Football Begins Practices and Games With COVID-19 Guidelines

Menlo%27s+varsity+football+team+began+practice+in+January+with+masks+on+and+no+helmets+or+pads%2C+before+receiving+equipment+in+later+February.+Photo+courtesy+of+Pam+Tso+McKenney.

Pam Tso McKenney

Menlo’s varsity football team began practice in January with masks on and no helmets or pads, before receiving equipment in later February. Photo courtesy of Pam Tso McKenney.

Adam Karr, Staff Writer

When one thinks of social distancing, football likely does not come to mind. Dozens of players on top of each other may seem like a recipe for disaster in a pandemic. However, as Menlo begins the process of reopening the campus and athletics, the high contact sport has resumed for the first time in over a year with added safety requirements to prevent the spread of the coronavirus. Such measures include required COVID-19 testing, masking when not wearing helmets and frequent hand washing and sanitizing. 

“Before athletes enter the field, athletes must have a negative COVID-19 test within seven days, their green One Medical badge and their POM,” Head Athletic Trainer Aubrey Fennell said. Once athletes have shown their POM — a device that collects data when close to other POMs to help with contact tracing — and their green badge, Fennell and Assistant Athletic Trainer Stephanie Swan check in athletes according to their Blue or Gold cohorts in order to help with contact tracing should someone test positive. 

High school football players often have to share equipment, from footballs to weights. “When it comes to shared equipment, we have split the athletes into three groups. Athletes must use hand sanitizer before and after entering the field, and we have multiple electrostatic sprayers to disinfect equipment,” Fennell said. 

“One of the highest risks right now is the time spent not in masks in close contact with each other during play,” Fennell said. “We are requiring athletes to wear Menlo neck gaiters when playing with helmets, so when the helmets come off, athletes can pull up their masks easily,” head football coach Todd Smith said.

In early March, the Athletics department gave t-shirts and neck gaiters to athletes. Football players are required to wear either those gaiters or a mask at games and must wear them whenever their helmet is off. Photo courtesy of Pete Zivkov. (Pete Zivkov)

* * * * *

> WORK REQUEST 1: Repeat the part of the article on Menlo football's return to play that starts with "Football Begins Practices" and goes on through "Pam Tso McKenney.".
> WORK REQUEST 2: Who are all the people named in the article on Menlo football's return to play?
> WORK REQUEST 3: Take the article on Menlo football's return to play further, beginning after its final sentence.
The entries that follow come from a separate source, not from the article on Menlo football's return to play.

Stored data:
* * * * *

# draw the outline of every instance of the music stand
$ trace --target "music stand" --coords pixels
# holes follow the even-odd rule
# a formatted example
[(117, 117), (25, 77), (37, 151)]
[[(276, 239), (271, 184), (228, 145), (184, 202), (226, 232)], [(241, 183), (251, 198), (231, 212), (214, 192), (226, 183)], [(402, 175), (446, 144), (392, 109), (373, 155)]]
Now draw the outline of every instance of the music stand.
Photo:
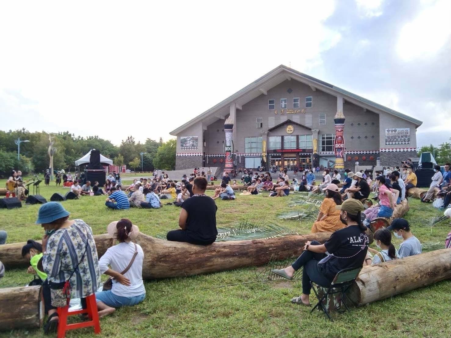
[[(41, 179), (38, 179), (37, 181), (33, 183), (33, 195), (39, 195), (39, 183), (42, 182)], [(36, 187), (36, 193), (34, 193), (34, 187)]]
[[(25, 185), (25, 189), (27, 190), (28, 190), (28, 193), (26, 194), (26, 195), (29, 195), (30, 194), (30, 188), (29, 188), (29, 187), (33, 183), (34, 183), (34, 181), (32, 182), (30, 182), (30, 183), (28, 183), (28, 184)], [(34, 189), (33, 189), (33, 192), (34, 192)], [(33, 195), (34, 195), (34, 194), (33, 193)]]

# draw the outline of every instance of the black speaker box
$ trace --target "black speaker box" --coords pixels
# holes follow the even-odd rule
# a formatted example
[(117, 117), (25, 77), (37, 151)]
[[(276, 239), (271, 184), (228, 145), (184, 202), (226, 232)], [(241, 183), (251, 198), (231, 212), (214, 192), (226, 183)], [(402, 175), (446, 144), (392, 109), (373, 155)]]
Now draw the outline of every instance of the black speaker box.
[(40, 195), (30, 195), (25, 200), (25, 204), (43, 204), (47, 203), (47, 200)]
[(0, 198), (0, 208), (12, 209), (14, 208), (22, 208), (22, 204), (17, 197)]
[(78, 196), (71, 191), (68, 191), (66, 194), (66, 200), (76, 200), (78, 198)]
[(60, 202), (66, 200), (66, 197), (62, 194), (55, 192), (50, 197), (50, 200), (52, 202)]

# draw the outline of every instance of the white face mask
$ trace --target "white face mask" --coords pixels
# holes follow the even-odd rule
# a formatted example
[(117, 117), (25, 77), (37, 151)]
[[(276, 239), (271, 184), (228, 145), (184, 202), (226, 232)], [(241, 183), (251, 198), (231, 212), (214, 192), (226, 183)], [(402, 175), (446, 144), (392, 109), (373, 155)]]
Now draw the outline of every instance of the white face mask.
[(395, 237), (396, 237), (398, 239), (403, 239), (402, 236), (400, 235), (398, 235), (398, 233), (393, 233), (393, 234), (395, 235)]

* * * * *

> RESPONSE BOX 1:
Football Begins Practices and Games With COVID-19 Guidelines

Menlo%27s+varsity+football+team+began+practice+in+January+with+masks+on+and+no+helmets+or+pads%2C+before+receiving+equipment+in+later+February.+Photo+courtesy+of+Pam+Tso+McKenney.

Pam Tso McKenney

Menlo’s varsity football team began practice in January with masks on and no helmets or pads, before receiving equipment in later February. Photo courtesy of Pam Tso McKenney.

> RESPONSE BOX 2: Pam Tso McKenney, Adam Karr, Aubrey Fennell, Stephanie Swan, Todd Smith, Pete Zivkov

> RESPONSE BOX 3:
Neck gaiters are not as effective as surgical or even cloth face masks, according to MIT Medical. Still, they are better than nothing. 

Both the varsity and junior varsity football teams played their first games against Hillsdale on March 20, and certain requirements have arisen regarding games. “Depending on the school, testing requirements will differ, but for Menlo, we will continue to require tests within seven days because we have had such a low positivity rate for COVID-19,” Fennell said.

“For games, we will have the same requirements regarding masks as practices, so when helmets come off, masks come up,” Smith said. 

Not only have high school sports begun to reopen, but club sports are also allowed to do so to a degree. “Menlo has decided that athletes can play both club and school sports,” Fennell said. Athletes are no longer forced to choose between school or club sports, assuming that the sport is allowed in their current COVID-19 tier.

In addition to Menlo’s requirements, the California Interscholastic Federation also has its own guidelines for football. For example, there will be three-game footballs, and games will operate on a rotation where when a ball goes out of play it will be sanitized before being used again. 

“For me, the biggest factor in staying safe is what people do off the field, such as avoiding large gatherings and masking and physical distancing in public spaces,” Fennell said.